> [TASK STATEMENT] The records that follow need to be output exactly as they are.

> [PROVIDED DATA]
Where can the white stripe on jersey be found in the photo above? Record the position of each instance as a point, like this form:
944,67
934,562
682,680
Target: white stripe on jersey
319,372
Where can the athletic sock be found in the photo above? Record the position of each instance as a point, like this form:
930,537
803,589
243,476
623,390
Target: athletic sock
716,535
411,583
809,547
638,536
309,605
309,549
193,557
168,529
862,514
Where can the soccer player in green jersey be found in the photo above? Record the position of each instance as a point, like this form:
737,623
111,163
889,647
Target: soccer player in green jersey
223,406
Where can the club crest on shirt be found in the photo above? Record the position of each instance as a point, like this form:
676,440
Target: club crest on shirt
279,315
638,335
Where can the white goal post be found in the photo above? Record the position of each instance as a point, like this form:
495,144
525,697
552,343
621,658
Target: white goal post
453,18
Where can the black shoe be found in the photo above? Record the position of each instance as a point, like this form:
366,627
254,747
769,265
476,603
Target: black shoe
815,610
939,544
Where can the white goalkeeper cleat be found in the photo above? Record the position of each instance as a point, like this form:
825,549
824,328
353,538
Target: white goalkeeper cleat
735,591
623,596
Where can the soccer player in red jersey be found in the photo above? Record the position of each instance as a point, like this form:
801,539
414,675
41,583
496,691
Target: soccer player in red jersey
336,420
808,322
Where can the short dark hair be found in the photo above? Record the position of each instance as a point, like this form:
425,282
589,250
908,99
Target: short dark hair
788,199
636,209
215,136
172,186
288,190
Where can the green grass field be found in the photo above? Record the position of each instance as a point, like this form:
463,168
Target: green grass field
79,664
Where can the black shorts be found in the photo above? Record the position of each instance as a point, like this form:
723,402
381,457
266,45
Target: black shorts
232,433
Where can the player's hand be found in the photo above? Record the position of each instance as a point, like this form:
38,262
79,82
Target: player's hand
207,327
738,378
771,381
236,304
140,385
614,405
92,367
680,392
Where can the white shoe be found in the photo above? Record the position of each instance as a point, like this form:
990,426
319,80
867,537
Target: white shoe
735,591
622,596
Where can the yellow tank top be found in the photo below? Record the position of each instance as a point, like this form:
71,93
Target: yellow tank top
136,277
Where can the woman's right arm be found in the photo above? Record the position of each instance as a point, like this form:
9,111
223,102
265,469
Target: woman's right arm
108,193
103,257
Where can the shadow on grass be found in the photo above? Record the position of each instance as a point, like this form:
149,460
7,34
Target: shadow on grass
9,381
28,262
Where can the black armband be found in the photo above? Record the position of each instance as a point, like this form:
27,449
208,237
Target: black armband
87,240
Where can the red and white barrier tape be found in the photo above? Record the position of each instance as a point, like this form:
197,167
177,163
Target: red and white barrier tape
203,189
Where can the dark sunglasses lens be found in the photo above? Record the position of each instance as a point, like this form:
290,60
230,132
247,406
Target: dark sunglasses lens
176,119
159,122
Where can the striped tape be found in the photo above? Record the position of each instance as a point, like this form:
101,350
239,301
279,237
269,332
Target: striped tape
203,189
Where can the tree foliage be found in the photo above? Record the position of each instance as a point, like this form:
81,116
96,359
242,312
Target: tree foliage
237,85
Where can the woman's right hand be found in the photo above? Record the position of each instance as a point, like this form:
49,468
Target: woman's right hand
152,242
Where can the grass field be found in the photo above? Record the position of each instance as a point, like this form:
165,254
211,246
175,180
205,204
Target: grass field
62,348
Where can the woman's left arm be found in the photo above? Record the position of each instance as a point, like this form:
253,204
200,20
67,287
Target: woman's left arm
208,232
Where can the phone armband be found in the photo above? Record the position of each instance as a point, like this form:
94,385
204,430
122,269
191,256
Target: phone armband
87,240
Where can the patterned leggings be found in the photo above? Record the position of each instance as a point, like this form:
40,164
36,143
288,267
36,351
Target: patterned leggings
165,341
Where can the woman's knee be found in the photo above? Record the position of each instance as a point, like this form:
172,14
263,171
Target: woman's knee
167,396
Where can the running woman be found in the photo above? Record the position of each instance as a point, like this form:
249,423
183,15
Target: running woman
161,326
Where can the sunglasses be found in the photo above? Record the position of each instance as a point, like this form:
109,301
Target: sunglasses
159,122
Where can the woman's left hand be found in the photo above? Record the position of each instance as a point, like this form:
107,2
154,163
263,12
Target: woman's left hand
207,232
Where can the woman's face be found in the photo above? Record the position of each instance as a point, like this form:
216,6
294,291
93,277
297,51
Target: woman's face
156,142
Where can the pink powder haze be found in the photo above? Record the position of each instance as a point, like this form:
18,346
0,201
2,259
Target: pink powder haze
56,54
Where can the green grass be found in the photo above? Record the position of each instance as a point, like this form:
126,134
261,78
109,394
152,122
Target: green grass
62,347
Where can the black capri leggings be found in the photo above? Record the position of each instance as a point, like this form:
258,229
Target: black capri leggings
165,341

> [TASK ANSWER]
Where can the white stripe on jersey be found in the photo above? Record the position of each instance as a point, like this form:
944,67
934,562
682,680
Target: white stripe on jersey
319,372
Where can the athletic sock be found in the photo above? Record the position of each instance as a point, like this form:
930,537
803,589
243,476
623,390
Target: athletic sock
716,535
411,583
809,547
638,536
309,605
309,549
193,557
168,529
862,514
Where can the soccer player in green jersey be found in the photo above? Record the position of each instance as a point, like this form:
737,623
111,163
889,647
Target: soccer player in green jersey
223,406
Where can the club crest on shirt be found in the photo above? Record the position of each instance as a point, like this form:
676,440
Target: club crest on shirt
279,315
638,335
Where can the white goal post be found in the photo above? Record the position of each instance as a point, like this form:
495,144
525,697
552,343
621,658
Target: white goal post
453,18
Where can the black shoe be found in the photo above? Record the position of each instance as a point, like this form:
366,627
254,747
769,265
476,603
Target: black shoe
815,610
939,544
Where can the white goalkeeper cleat be found in the photo above? Record the position of each instance as a point, like this form:
825,549
824,328
353,538
Target: white goalkeeper cleat
735,591
623,596
Where can the soccer player in red jersey be found in the photo above? Record the position of each instance as a point, like this form:
801,539
414,675
41,583
496,691
Target: soccer player in red jersey
336,420
808,322
Where can the short dark hair be found in the photo above? Record the position of each instance as a point, like this form:
425,282
589,250
908,99
Target: short dark hair
788,199
636,209
215,136
172,186
288,190
Where can the green grass field be found in the photo above? Record the position of each instance as a point, like this form:
463,168
Target: green grass field
79,664
Where can the black shorts be found in the photo above? Record the position of each instance as a point, like this form:
723,402
381,457
266,45
Target: black shorts
232,433
Where can the player's hand be found in the photo above? Record the position of each instance as a point, like this form:
38,262
79,82
Target: player's hand
207,327
738,378
771,381
236,304
140,385
614,405
92,367
680,392
Where can the white shoe be found in the photo above? Record the position of each instance as a point, like this form:
990,426
319,80
867,537
Target: white shoe
735,591
622,596
Where can the yellow tank top be found in the photo below? Record the position of each instance as a point, like this form:
71,93
Target: yellow tank top
136,277
Where can the woman's right arm be found in the photo above? Record the position of each instance as a point, like this form:
9,111
223,102
265,469
Target: woman's right arm
108,193
103,257
Where can the shadow on grass be found in the photo above? Record the position of each instance as a point, like this form:
149,460
7,34
Target: shadow on grass
9,381
28,262
Where can the black armband be found in the photo above? Record the position of each instance as a point, like this form:
27,449
208,237
Target: black armband
87,240
Where can the red and white barrier tape be found in the photo above? Record the position of each instance as a point, like this form:
197,167
177,163
Target: red and white barrier tape
203,189
Where can the dark sunglasses lens be found in the photo above? Record the position of each instance as a point, like this form:
290,60
230,132
247,406
Target: dark sunglasses lens
176,119
159,122
Where can the striped tape be found in the photo above? Record the position of each instance as a point, like this form:
101,350
239,301
279,237
269,332
Target: striped tape
203,189
Where can the tree foliage be found in the photo above? Record the position of each instance as a point, like this form:
81,116
96,359
242,312
Target: tree foliage
237,85
Where can the woman's right hand be found in the photo above? Record the position of each instance as a point, like this form:
49,468
Target: woman's right hand
152,242
Where can the grass field be found in the photo above? Record the position of each instance as a point, like this form:
165,254
211,246
175,180
205,204
Target: grass field
62,348
Where can the woman's left arm be found in the photo above? Record the position of each instance as a point, like this form:
253,204
200,20
67,287
Target: woman's left arm
208,232
Where can the phone armband be found in the photo above? Record the position of each instance as a point, like this form:
94,385
204,430
122,269
191,256
Target: phone armband
87,240
Where can the patterned leggings be found in the photo above? Record the position of each instance as a point, like this form:
40,164
36,143
288,267
36,351
Target: patterned leggings
165,341
Where can the woman's knee be found in the photo above? Record the position of each instance as a point, like this form:
172,14
263,171
Target: woman's knee
167,396
Where can the running woman be found in the photo above? Record the position of each instance as a point, like this form:
249,423
183,15
Target: running woman
161,326
Where can the sunglasses be found in the photo above? Record the position of each instance as a point, like this form:
109,301
Target: sunglasses
159,122
Where can the woman's left hand be found in the photo above? Record the position of each instance as a point, like this form:
107,2
154,163
263,12
Target: woman's left hand
207,232
Where can the woman's face be found in the photo above? Record the position of each instance as a point, like this form:
216,6
294,291
93,277
297,51
Target: woman's face
156,142
Where can the pink powder haze be found in the photo above? Record the position of each instance as a point, like this form:
18,346
0,201
2,259
Target: pink powder haze
56,54
Where can the green grass be found in the photo above? Record the position of each instance as a point, like this form:
126,134
261,78
109,394
152,122
Target: green grass
62,347
Where can the black capri leggings be found in the photo above? Record the position of each instance as a point, like this form:
258,229
Target: black capri leggings
165,341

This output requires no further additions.